What to work on -> Print every entry below exactly, leaving out the pictures.

++++++

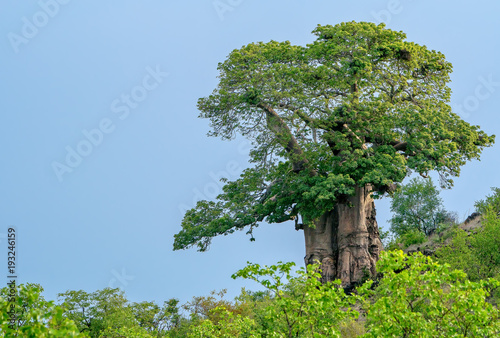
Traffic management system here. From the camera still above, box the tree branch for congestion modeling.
[392,141,408,151]
[277,103,332,130]
[257,103,316,175]
[342,123,367,150]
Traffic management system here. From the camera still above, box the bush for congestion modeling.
[360,250,500,337]
[187,254,500,337]
[400,228,427,247]
[230,262,359,337]
[436,208,500,282]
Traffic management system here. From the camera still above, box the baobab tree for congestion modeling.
[173,22,494,286]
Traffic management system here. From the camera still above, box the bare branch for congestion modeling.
[342,124,368,150]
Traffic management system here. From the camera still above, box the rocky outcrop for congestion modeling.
[404,212,483,256]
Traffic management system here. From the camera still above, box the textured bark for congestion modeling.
[303,185,383,287]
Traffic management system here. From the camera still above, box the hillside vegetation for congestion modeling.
[1,183,500,337]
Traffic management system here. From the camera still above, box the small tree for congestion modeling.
[475,187,500,214]
[389,177,453,237]
[131,299,181,336]
[58,287,146,337]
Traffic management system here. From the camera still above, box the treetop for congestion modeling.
[174,21,494,251]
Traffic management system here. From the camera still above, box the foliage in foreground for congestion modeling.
[0,283,83,337]
[185,251,500,337]
[1,251,499,337]
[230,262,359,337]
[361,251,500,337]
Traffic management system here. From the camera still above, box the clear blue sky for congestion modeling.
[1,0,499,305]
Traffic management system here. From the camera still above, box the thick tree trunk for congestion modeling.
[303,185,383,287]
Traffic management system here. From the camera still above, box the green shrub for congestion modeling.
[230,262,359,337]
[436,208,500,282]
[400,228,427,247]
[360,250,500,337]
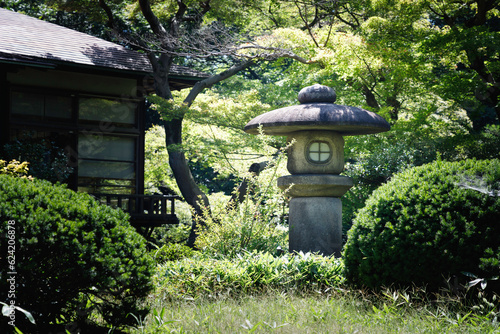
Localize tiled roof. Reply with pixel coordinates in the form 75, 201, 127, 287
0, 8, 207, 78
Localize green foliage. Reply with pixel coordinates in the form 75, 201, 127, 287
194, 190, 289, 258
442, 125, 500, 161
149, 95, 190, 122
418, 1, 500, 128
0, 160, 31, 179
188, 160, 239, 195
144, 94, 283, 197
188, 88, 274, 130
3, 139, 73, 183
154, 251, 344, 300
194, 146, 290, 257
0, 175, 154, 331
346, 138, 437, 188
152, 243, 197, 263
145, 121, 240, 196
144, 115, 290, 252
144, 125, 178, 196
343, 159, 500, 291
148, 215, 192, 247
342, 120, 444, 235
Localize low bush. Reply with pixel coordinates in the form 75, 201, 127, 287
195, 165, 289, 257
154, 251, 344, 300
343, 159, 500, 291
152, 243, 197, 263
0, 175, 154, 332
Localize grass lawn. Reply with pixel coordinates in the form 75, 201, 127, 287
131, 291, 500, 333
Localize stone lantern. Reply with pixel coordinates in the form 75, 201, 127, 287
244, 84, 390, 257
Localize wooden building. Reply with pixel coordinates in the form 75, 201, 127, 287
0, 8, 205, 231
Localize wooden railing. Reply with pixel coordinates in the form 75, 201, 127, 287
92, 193, 180, 227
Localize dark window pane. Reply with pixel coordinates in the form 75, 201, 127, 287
45, 95, 72, 119
12, 92, 72, 120
78, 161, 135, 179
79, 97, 136, 124
11, 92, 43, 116
78, 135, 135, 162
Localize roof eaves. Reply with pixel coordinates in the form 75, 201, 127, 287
0, 52, 57, 69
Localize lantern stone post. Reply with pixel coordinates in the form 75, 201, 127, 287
244, 84, 390, 257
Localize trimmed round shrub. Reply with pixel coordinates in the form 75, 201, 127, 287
343, 159, 500, 291
0, 175, 154, 331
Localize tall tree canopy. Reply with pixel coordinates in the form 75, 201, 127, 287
323, 0, 500, 128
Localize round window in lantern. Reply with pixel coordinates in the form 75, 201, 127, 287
307, 141, 332, 163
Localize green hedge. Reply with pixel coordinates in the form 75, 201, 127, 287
0, 175, 154, 331
343, 159, 500, 291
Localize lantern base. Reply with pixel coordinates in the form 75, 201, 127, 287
288, 197, 342, 257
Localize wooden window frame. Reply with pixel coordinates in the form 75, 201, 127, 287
7, 87, 145, 195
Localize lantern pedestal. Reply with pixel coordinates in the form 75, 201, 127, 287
278, 174, 352, 256
288, 197, 343, 257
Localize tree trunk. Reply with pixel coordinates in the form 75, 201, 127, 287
163, 118, 210, 247
361, 84, 380, 110
151, 55, 211, 248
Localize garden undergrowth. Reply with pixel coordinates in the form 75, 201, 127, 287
130, 251, 500, 334
152, 251, 344, 301
134, 287, 500, 334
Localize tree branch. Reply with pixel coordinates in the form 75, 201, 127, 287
323, 17, 335, 47
294, 0, 320, 47
183, 60, 256, 106
98, 0, 115, 29
138, 0, 168, 38
235, 45, 316, 63
334, 3, 362, 29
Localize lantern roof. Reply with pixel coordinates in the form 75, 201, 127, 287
244, 84, 390, 136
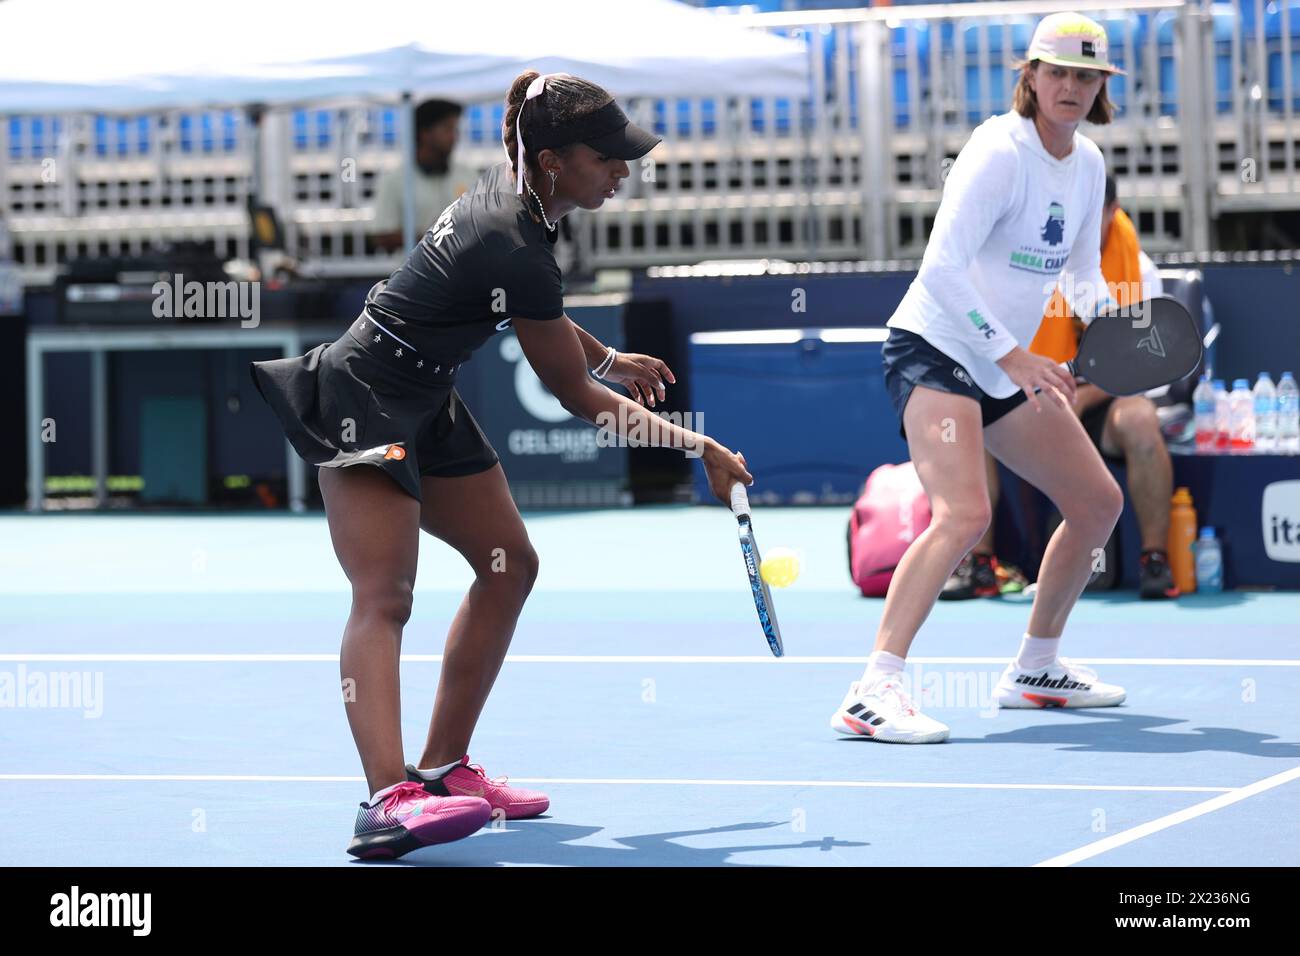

++++++

Solved exercise ->
Traffic management system here. From the camera still above, box the tree branch for congestion modeling.
[392,141,408,151]
[277,103,332,130]
[257,103,316,175]
[342,123,367,150]
Traffic management system here. From the camera still above, box the bush for congestion modeling.
[360,250,500,337]
[187,254,500,337]
[400,228,427,247]
[230,262,359,337]
[436,208,500,282]
Traffic management system here. From the camera still above, box the baobab tree for congestion modeling.
[173,22,494,286]
Traffic management system here. From the camera still above, box the bare branch for congestion modeling.
[342,124,368,150]
Traffic management system here. From the camera still above, box the rocky outcrop for congestion modeling.
[404,212,483,256]
Traffic management system here. From the camera still above, box the textured bark for congestion modeling.
[303,185,383,287]
Traffic management system here. From the camera still above, box the hillside vegetation for congestion modeling.
[1,183,500,337]
Traffic management system here. From the camera still above, box the small tree for congestion modeling.
[475,187,500,214]
[389,177,453,237]
[131,299,181,336]
[58,287,146,337]
Traffic management system here. From the camera still above, box the treetop for congestion modeling.
[174,21,494,251]
Traffic management system here. From the camera still above, box the foliage in foreground for congestion modeling.
[0,283,83,337]
[185,251,500,337]
[1,251,499,337]
[230,262,359,337]
[361,251,500,337]
Traffic management system here. From the camera still above, box the clear blue sky for congestion modeling.
[1,0,499,305]
Traffic management system here. From the camera still above, box the thick tree trunk for congestion modeling.
[303,185,383,287]
Traffic management system here. From the camera still above, box the green shrub for congestion modeling.
[230,262,359,337]
[436,208,500,282]
[400,228,427,247]
[360,250,500,337]
Localize tiled roof. Reply with pixel coordinates in the form 75, 201, 127, 287
0, 8, 207, 78
Localize green foliage. Reply with pixel coordinates in the form 75, 201, 127, 287
194, 190, 289, 258
442, 125, 500, 161
149, 95, 190, 122
418, 1, 500, 128
0, 160, 31, 179
188, 160, 239, 195
144, 94, 283, 197
188, 88, 274, 130
3, 139, 73, 183
154, 251, 344, 300
194, 146, 290, 257
0, 175, 154, 331
346, 138, 437, 188
152, 243, 197, 263
145, 121, 240, 196
144, 115, 290, 252
144, 125, 178, 196
343, 159, 500, 291
148, 215, 192, 247
342, 120, 444, 235
Localize low bush. Reply with pixel coordinates in the form 75, 201, 127, 287
195, 165, 289, 257
154, 251, 344, 300
343, 159, 500, 291
152, 243, 197, 263
0, 175, 154, 332
Localize grass lawn. Reply with pixel coordinates in the form 75, 201, 127, 287
131, 291, 500, 333
Localize stone lantern. Reply with pixel coordinates in the form 75, 201, 127, 287
244, 84, 390, 257
Localize wooden building. Reply with pixel coordinates in the form 75, 201, 127, 287
0, 8, 205, 231
Localize wooden railing. Reply with pixel coordinates in the form 75, 201, 127, 287
92, 193, 180, 227
Localize dark window pane. Reply with pixel coordinates in the form 75, 201, 127, 287
45, 95, 72, 119
12, 92, 72, 120
78, 161, 135, 179
79, 97, 136, 124
11, 92, 43, 116
78, 135, 135, 162
Localize roof eaves. Reply with pixel coordinates in the form 75, 201, 127, 287
0, 52, 57, 69
Localize lantern stone post. Reply with pixel coordinates in the form 75, 201, 127, 287
244, 84, 390, 257
Localize trimmed round shrub. Reply with pixel coordinates in the form 75, 201, 127, 287
343, 159, 500, 291
0, 175, 154, 331
Localize tall tree canopy. Reply with pixel coordinates in the form 75, 201, 127, 287
323, 0, 500, 128
Localize round window in lantern. Reply with pixel coordinates in the form 75, 201, 127, 287
307, 141, 332, 163
Localize green hedge. Reply with pixel coordinates in the form 75, 201, 127, 287
0, 175, 154, 331
343, 159, 500, 291
Localize lantern base. Reply with pixel coordinates in the form 75, 201, 127, 287
288, 197, 342, 257
Localize wooden window frame. Reply with pixel coordinates in the form 75, 201, 127, 287
7, 87, 145, 195
Localize lantern pedestal. Reply with pixel coordinates in the form 75, 201, 127, 287
278, 174, 352, 256
288, 197, 343, 257
Localize tree trunk. Reply with pixel coordinates in the form 75, 201, 127, 287
163, 118, 210, 247
361, 84, 380, 110
151, 55, 211, 248
Localize garden undergrowth. Reply with pixel coordinates in the form 75, 201, 127, 287
130, 251, 500, 334
152, 251, 344, 301
134, 287, 500, 334
Localize tree branch. Reply with pixel coordinates in the form 75, 201, 127, 287
323, 17, 335, 47
294, 0, 320, 47
183, 60, 256, 106
98, 0, 115, 29
138, 0, 168, 38
235, 45, 316, 63
334, 3, 362, 29
Localize lantern roof. Reply with pixel coordinates in the form 75, 201, 127, 287
244, 84, 390, 136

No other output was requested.